Information shown

------------------------------

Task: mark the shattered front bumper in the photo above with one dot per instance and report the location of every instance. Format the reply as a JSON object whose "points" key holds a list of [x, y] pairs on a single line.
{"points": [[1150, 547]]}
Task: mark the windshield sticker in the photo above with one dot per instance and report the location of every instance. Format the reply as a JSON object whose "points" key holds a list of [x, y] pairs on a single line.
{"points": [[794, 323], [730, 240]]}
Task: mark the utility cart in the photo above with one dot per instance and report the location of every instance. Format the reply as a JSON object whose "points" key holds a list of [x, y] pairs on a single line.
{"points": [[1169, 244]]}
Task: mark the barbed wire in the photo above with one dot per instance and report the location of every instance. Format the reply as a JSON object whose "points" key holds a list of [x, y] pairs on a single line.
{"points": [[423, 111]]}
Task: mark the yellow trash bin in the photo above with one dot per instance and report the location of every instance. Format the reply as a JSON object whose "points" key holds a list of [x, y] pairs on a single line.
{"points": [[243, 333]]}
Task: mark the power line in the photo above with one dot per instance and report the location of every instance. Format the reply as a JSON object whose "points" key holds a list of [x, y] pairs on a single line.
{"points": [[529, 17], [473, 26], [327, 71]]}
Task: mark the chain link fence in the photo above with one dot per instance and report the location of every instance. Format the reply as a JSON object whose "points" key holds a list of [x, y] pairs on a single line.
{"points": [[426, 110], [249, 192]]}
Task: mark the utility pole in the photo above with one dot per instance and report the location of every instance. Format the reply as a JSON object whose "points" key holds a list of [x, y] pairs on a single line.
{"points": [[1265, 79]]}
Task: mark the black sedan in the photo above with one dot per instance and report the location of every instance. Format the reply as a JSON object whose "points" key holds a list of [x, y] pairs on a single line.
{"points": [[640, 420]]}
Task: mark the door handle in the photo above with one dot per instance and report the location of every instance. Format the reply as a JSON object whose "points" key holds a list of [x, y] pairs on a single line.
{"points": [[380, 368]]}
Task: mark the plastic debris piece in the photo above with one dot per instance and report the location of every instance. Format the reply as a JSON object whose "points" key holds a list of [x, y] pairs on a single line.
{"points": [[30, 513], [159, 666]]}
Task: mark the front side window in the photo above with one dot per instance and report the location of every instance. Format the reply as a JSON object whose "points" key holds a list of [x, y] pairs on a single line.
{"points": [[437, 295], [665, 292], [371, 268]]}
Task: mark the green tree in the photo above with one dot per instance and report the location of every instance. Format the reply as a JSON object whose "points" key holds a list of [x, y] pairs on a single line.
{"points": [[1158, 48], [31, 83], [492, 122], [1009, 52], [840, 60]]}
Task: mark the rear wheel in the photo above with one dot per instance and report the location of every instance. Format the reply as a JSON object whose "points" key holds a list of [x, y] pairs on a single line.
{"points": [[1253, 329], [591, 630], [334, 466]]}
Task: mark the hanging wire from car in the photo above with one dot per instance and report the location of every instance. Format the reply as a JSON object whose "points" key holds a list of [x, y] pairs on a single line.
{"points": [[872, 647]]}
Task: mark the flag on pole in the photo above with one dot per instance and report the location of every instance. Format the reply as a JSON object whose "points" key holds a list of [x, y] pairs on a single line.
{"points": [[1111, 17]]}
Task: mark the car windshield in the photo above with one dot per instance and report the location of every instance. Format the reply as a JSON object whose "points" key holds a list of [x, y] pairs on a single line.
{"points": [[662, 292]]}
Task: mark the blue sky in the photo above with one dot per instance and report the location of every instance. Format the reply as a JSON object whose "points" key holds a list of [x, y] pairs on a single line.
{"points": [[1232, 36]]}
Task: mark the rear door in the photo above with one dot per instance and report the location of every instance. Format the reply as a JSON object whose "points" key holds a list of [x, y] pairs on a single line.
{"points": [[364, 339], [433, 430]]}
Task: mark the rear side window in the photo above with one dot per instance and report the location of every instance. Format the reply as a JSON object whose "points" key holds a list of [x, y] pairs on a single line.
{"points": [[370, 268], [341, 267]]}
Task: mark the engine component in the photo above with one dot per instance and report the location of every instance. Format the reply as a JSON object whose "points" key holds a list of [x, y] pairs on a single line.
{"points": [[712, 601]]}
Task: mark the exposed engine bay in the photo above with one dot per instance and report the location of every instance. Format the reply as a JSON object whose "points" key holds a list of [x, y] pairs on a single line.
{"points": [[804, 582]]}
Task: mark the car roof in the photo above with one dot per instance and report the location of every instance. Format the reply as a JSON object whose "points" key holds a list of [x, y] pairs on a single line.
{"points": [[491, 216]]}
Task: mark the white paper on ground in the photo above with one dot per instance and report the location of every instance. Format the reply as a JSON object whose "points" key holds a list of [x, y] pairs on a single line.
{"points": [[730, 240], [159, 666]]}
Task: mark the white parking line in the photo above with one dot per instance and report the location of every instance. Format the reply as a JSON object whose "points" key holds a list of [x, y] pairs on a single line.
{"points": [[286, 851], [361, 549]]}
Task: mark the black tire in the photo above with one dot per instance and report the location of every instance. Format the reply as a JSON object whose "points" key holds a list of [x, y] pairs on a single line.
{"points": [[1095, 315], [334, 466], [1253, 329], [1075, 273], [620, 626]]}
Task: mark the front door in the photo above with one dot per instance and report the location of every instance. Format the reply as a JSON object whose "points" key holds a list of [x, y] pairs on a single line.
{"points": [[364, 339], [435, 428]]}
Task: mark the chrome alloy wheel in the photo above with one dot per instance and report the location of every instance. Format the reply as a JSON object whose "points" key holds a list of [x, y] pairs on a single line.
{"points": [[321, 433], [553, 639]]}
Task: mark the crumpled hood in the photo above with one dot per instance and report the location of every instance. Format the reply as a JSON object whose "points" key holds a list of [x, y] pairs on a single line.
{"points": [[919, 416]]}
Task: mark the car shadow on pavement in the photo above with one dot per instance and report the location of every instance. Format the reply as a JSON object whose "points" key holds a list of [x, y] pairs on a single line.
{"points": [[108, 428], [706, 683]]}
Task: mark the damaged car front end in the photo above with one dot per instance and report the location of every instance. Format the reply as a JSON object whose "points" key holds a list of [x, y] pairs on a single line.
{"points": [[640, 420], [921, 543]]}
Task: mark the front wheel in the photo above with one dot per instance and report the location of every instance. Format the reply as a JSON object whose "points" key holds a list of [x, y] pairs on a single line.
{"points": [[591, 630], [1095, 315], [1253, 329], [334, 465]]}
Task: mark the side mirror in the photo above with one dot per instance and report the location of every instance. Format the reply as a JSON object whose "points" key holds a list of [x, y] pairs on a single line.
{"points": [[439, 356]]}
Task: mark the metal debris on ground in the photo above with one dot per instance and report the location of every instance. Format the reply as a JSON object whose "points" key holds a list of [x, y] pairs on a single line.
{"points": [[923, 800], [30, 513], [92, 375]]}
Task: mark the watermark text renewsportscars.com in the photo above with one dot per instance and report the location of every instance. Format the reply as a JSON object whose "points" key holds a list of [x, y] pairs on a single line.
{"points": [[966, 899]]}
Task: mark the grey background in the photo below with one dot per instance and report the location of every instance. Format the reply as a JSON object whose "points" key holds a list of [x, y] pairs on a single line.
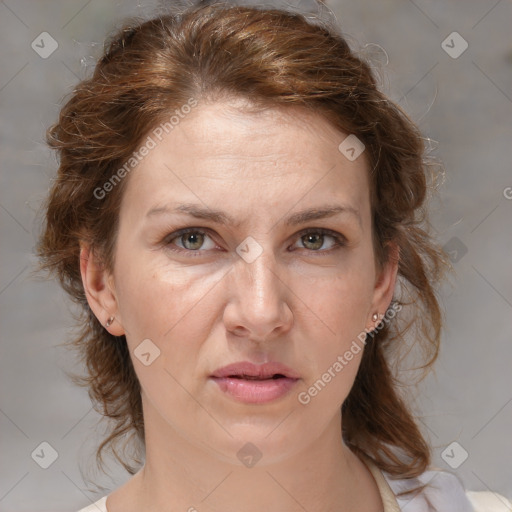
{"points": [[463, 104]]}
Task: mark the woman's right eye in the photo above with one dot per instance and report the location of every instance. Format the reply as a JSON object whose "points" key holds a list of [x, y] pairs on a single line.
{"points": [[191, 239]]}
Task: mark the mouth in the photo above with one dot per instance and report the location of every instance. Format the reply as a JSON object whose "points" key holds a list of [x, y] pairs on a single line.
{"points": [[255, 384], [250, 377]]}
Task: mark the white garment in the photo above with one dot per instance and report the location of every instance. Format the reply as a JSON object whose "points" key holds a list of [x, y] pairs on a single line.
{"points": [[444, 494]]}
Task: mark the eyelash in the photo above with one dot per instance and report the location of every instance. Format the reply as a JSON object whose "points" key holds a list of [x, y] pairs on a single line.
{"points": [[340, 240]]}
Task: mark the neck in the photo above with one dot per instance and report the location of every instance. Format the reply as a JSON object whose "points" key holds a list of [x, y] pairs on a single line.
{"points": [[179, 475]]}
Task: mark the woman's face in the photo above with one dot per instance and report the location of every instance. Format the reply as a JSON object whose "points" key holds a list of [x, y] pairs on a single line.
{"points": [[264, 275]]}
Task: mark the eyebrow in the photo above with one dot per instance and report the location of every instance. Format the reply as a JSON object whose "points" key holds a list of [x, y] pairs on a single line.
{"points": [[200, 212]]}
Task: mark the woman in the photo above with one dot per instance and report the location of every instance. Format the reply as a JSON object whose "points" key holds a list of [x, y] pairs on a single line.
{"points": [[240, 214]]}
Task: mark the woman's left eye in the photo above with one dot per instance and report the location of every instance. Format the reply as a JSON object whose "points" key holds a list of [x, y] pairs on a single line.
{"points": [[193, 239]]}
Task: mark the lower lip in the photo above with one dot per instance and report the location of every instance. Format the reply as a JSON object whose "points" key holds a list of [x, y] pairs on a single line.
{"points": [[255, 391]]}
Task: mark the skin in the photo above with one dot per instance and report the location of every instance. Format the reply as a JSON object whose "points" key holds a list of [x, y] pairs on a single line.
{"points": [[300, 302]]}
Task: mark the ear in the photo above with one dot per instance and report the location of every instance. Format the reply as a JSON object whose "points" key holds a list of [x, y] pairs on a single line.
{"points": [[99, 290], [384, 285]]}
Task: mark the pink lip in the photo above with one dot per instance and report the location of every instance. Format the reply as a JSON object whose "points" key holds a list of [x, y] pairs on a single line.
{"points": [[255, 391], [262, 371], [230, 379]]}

------------------------------

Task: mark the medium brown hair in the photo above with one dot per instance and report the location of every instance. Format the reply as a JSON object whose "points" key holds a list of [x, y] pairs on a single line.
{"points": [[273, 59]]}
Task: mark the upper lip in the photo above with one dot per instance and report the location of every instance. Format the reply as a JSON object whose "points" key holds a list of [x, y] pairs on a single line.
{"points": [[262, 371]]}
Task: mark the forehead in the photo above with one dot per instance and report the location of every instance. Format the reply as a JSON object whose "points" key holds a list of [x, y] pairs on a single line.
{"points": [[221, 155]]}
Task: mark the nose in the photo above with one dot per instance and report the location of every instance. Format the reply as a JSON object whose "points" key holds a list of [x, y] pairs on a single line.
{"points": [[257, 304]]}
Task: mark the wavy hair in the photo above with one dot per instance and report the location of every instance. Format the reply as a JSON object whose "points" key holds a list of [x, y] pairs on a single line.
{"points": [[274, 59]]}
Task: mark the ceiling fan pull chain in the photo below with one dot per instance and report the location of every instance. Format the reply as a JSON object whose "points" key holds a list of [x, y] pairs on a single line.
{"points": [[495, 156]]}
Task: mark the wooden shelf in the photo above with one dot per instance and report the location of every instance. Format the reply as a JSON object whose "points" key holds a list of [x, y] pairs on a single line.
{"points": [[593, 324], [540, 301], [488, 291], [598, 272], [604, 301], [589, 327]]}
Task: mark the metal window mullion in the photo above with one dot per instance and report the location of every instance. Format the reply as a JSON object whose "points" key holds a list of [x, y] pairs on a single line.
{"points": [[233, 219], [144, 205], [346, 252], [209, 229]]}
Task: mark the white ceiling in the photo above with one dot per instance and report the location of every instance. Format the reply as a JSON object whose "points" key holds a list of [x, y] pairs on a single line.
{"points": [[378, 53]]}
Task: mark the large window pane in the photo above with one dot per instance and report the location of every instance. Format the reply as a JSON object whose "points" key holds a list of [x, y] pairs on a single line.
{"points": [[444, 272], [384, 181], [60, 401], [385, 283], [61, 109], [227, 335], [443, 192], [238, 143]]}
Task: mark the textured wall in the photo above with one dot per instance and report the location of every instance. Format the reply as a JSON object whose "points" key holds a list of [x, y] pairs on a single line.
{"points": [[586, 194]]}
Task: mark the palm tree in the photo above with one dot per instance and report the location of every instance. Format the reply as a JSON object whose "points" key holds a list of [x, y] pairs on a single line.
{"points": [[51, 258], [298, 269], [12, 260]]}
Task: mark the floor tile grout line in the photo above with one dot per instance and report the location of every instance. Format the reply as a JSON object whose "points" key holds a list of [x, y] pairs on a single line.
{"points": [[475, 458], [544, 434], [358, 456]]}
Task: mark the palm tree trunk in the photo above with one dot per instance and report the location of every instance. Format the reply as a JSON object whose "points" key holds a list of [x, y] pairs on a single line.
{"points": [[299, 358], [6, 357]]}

------------------------------

Exercise
Please report every line of the items above that contains the word "plastic", copying each line in full.

Written answer
Task: mark the plastic debris piece in the photo above with one dot per instance and report the location of every instance. Format the reply as a JSON object whose "points" key holds a list of [x, y] pairs on a single line.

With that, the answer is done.